*Your task*
Pull out every line of the entries below that contains the string "engine", and copy each one in full.

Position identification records
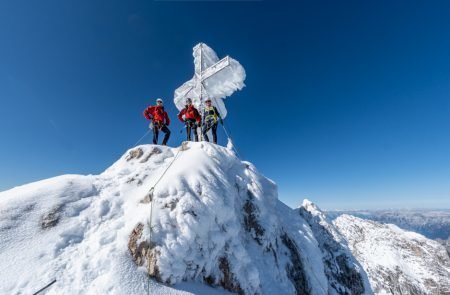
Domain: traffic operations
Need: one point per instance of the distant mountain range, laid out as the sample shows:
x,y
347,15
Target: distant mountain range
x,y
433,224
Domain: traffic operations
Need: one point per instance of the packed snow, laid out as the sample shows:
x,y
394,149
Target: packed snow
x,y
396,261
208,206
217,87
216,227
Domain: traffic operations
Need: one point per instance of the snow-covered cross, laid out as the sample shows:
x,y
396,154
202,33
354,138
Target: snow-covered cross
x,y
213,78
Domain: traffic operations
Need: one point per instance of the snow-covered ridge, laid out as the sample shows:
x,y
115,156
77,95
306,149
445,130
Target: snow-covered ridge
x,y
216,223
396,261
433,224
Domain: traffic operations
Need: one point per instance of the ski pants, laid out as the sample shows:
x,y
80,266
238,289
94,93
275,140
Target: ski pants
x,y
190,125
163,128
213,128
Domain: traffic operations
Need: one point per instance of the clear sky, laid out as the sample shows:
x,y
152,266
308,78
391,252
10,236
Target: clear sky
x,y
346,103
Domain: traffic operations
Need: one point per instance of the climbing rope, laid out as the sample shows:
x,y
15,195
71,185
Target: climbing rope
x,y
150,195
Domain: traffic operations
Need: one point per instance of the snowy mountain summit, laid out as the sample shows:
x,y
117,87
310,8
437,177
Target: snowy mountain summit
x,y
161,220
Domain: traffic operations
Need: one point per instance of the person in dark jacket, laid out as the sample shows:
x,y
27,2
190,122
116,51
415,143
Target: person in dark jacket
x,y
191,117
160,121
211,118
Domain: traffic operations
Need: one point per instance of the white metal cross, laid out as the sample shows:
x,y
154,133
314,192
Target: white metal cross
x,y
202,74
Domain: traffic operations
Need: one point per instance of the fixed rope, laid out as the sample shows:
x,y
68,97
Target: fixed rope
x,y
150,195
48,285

==

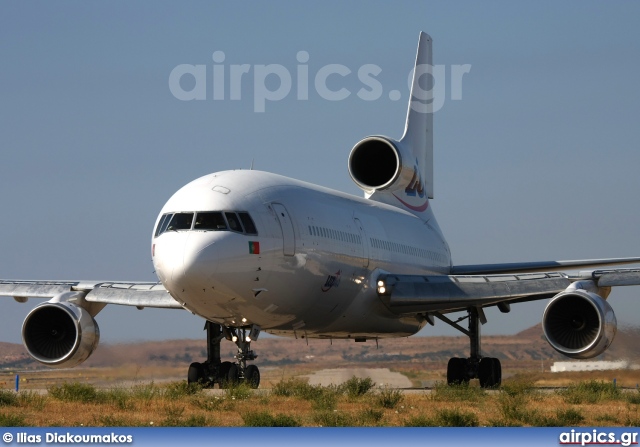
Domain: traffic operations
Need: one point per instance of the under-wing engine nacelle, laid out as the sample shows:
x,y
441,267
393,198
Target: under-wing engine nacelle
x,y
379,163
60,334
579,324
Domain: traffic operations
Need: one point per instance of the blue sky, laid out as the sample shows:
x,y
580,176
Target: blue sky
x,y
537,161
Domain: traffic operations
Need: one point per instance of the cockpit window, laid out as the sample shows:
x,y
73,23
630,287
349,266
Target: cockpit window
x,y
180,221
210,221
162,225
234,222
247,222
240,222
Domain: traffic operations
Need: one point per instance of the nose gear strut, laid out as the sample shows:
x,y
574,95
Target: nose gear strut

*Expected answer*
Need: one point per instance of the under-wing engine nacelle, laid out as the sample shows:
Target: under-wing engine nacelle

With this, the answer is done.